Records from a dataset:

Start of Block

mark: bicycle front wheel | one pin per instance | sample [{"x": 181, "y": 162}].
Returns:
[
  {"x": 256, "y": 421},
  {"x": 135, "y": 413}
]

End of Block

Exercise details: Each record above should be returned exactly as written.

Solution:
mark: bicycle front wheel | one pin per instance | sample [{"x": 181, "y": 162}].
Returns:
[
  {"x": 256, "y": 421},
  {"x": 135, "y": 413}
]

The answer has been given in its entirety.